Exercise prompt: Swap "Place a marker" for "Put a dot" in every row below. Leave all other text unchanged.

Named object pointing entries
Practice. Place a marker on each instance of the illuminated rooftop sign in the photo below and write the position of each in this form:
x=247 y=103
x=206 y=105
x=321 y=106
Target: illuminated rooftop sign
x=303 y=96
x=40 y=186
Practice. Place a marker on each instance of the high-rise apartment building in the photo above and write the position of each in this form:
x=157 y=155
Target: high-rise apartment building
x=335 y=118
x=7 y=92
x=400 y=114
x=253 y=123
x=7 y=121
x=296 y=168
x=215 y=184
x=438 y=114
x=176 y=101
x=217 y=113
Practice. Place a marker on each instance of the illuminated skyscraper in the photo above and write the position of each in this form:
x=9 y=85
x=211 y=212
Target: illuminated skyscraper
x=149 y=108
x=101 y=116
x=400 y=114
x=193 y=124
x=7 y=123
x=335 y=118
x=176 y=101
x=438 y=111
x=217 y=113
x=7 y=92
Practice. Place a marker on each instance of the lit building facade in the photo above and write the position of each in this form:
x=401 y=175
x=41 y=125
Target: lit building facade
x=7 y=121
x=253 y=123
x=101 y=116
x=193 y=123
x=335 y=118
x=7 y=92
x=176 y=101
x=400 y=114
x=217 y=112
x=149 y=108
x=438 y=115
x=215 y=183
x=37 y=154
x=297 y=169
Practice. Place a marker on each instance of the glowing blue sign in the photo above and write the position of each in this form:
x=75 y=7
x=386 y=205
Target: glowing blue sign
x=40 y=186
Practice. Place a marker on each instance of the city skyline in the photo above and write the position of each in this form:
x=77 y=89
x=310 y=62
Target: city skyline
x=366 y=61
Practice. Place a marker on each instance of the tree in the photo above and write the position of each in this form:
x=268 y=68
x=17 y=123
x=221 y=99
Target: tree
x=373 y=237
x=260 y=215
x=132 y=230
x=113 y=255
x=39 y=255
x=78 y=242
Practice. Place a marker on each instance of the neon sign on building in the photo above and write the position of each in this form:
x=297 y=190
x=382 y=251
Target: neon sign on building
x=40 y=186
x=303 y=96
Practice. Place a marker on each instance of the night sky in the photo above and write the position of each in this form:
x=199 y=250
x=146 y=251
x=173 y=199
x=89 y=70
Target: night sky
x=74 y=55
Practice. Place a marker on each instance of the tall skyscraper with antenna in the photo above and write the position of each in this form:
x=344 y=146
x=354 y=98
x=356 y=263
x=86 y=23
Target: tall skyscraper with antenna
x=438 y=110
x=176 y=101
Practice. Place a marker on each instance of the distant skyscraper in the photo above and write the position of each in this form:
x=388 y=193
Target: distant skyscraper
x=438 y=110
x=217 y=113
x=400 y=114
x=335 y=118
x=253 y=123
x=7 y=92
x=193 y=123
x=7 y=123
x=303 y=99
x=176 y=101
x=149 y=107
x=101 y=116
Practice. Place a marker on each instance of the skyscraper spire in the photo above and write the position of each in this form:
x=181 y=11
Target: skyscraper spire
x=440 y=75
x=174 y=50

Response to the exercise:
Practice. Put a dot on each instance of the illuminated rooftop sign in the photo below and write the position of each in this form:
x=247 y=103
x=206 y=105
x=321 y=106
Target: illuminated rooftop sign
x=303 y=96
x=40 y=186
Practice. Put a dot on each instance of the high-rise apartment building in the photo above and write the position of each in this form:
x=157 y=155
Target: high-rise apartment building
x=335 y=118
x=7 y=92
x=400 y=114
x=253 y=123
x=7 y=121
x=296 y=168
x=215 y=184
x=438 y=114
x=176 y=101
x=217 y=113
Practice. Put a dot on each instance of the illuminated skyscraper in the photo above and write the position of each in this form:
x=9 y=85
x=211 y=212
Target: illuminated skyscraper
x=149 y=108
x=101 y=116
x=400 y=114
x=193 y=124
x=7 y=123
x=335 y=118
x=176 y=101
x=438 y=111
x=217 y=113
x=7 y=92
Practice. Put a dot on each instance of the lit building facade in the photo above and write the position of each in this form:
x=401 y=175
x=41 y=125
Target: lit building facade
x=7 y=121
x=253 y=123
x=101 y=116
x=193 y=123
x=335 y=118
x=7 y=92
x=176 y=101
x=400 y=114
x=217 y=112
x=149 y=108
x=438 y=115
x=215 y=183
x=37 y=154
x=297 y=169
Practice. Put a dot on each instance of the glowing blue sign in the photo above and write the position of each in this form:
x=75 y=7
x=386 y=205
Target: glowing blue sign
x=40 y=186
Practice. Put a dot on each instance of the city skyline in the photo above and write the position of each in this form:
x=77 y=89
x=310 y=62
Target: city skyline
x=366 y=61
Practice. Put a dot on each instance of the tree in the photo above and write the position of each in this form:
x=268 y=68
x=17 y=123
x=221 y=99
Target: tree
x=373 y=237
x=260 y=215
x=132 y=230
x=113 y=255
x=39 y=255
x=78 y=242
Practice. Put a dot on each instance of the neon sign on building in the photo above and write the position of each in this form:
x=297 y=190
x=382 y=251
Target: neon sign on building
x=40 y=186
x=303 y=96
Practice. Put a dot on each instance of the night sky in the photo above and write the position of each in this form:
x=199 y=250
x=146 y=251
x=173 y=199
x=89 y=70
Target: night sky
x=74 y=55
Practice. Put a dot on each instance of the tall skyscraper with antenna in the photo above and write the position of each in this form:
x=344 y=146
x=354 y=98
x=356 y=263
x=86 y=23
Target: tall skyscraper with antenna
x=438 y=110
x=176 y=101
Practice. Put a dot on each instance of the distant skyscraper in the photo above and write the position of each in this form:
x=388 y=193
Target: distant skyscraper
x=438 y=110
x=217 y=113
x=400 y=114
x=335 y=118
x=253 y=123
x=7 y=92
x=193 y=123
x=7 y=123
x=303 y=99
x=176 y=101
x=149 y=107
x=101 y=116
Practice. Put a dot on each instance of the skyscraper spire in the photo above and write the position of each in this form:
x=181 y=11
Target: skyscraper spire
x=440 y=75
x=174 y=50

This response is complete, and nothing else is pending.